Dataset entries:
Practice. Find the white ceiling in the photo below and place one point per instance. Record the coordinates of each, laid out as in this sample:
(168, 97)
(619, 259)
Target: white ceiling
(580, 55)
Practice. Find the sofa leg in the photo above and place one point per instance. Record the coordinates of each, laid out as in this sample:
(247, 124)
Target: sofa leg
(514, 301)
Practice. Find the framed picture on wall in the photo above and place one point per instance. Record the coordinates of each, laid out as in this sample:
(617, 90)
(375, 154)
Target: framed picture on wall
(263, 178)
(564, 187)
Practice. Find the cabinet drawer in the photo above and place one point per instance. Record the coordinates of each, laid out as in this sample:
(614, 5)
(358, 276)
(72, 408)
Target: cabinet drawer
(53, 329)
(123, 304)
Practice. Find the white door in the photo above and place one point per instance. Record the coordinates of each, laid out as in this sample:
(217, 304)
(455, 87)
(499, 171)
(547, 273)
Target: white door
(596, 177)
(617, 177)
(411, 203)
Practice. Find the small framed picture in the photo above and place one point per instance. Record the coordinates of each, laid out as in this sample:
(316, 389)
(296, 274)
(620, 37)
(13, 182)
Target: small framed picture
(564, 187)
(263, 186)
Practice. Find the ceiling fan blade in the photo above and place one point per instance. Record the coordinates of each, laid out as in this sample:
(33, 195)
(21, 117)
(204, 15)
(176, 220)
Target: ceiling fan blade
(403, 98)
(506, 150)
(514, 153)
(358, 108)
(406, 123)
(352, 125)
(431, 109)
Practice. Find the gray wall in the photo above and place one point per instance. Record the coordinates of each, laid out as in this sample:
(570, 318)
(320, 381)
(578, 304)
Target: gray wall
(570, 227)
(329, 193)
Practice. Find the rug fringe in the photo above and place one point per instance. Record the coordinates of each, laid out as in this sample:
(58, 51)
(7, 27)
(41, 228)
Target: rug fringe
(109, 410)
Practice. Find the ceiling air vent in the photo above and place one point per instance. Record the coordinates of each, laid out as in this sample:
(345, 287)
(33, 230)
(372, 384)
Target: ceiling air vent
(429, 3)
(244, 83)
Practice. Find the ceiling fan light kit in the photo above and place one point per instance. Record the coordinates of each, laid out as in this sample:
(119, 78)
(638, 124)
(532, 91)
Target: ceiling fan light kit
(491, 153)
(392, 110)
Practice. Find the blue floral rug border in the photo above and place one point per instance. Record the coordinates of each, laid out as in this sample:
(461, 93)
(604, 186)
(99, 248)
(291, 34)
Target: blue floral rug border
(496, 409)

* [What is expected] Please print out every entry again, exactly as it reads.

* [Answer section]
Practice. Find the white ceiling in the photo below and place one point per instance. Record the coordinates of each, laid out as in this sample:
(168, 97)
(619, 259)
Target: white ceiling
(580, 55)
Practice. Find the sofa leg in the photo above and place one point per instance. Record the coordinates of each, laid out as in this sample:
(247, 124)
Target: sofa leg
(514, 301)
Practice. Find the framed picture on wall in the photo above and place one point per instance. Record the coordinates of each, laid out as in this sample:
(617, 90)
(375, 154)
Target: framed picture on wall
(263, 178)
(564, 187)
Practice. Find the cabinet drawer in the photo above and place one point per instance. Record the coordinates of each, laid out as in this sample:
(614, 5)
(358, 276)
(72, 408)
Target: cabinet drawer
(53, 329)
(123, 304)
Practice. Find the white door in the photo above and place one point per instance. Record the coordinates of each, laid out as in this sample:
(217, 304)
(455, 87)
(499, 171)
(547, 273)
Target: white door
(596, 177)
(617, 177)
(411, 203)
Practice. Find the small framed picture in the photo above and place one point per instance. Record the coordinates of each, laid out as in this sample:
(316, 389)
(296, 274)
(620, 37)
(13, 182)
Target: small framed picture
(564, 187)
(263, 186)
Practice. Find the ceiling fan blade in the photo above and place one point per instance. Record the coordinates of each, laid out as in this sample:
(33, 195)
(21, 117)
(204, 15)
(176, 220)
Target: ceiling fan blade
(403, 98)
(506, 150)
(514, 153)
(358, 108)
(406, 123)
(352, 125)
(431, 109)
Practice. Find the gray wall in the photo above and place one point per instance. Record the coordinates of each, laid out as in this sample:
(570, 318)
(320, 381)
(578, 304)
Target: gray wall
(570, 227)
(329, 193)
Practice. Find the rug fringe in the photo above and place one point per instance. Record the coordinates of each, laid out as in this sample:
(58, 51)
(7, 27)
(41, 228)
Target: rug fringe
(109, 410)
Practice. Find the ceiling air vent in the photo above and place one point per instance. Record the coordinates of each, laid out as in this sample:
(345, 287)
(33, 230)
(372, 384)
Target: ceiling air vent
(429, 3)
(244, 83)
Practice. Find the ceiling fan light kit in the photo above and place one point per instance. Record the coordinates of each, laid out as in this sample:
(119, 78)
(638, 124)
(532, 91)
Target: ceiling fan light kit
(491, 153)
(392, 110)
Practice. Find the blue floral rug border in the photo above and place one point per instance. Record the coordinates of each, laid out as in this sample:
(461, 93)
(604, 186)
(99, 248)
(291, 34)
Target: blue floral rug border
(496, 409)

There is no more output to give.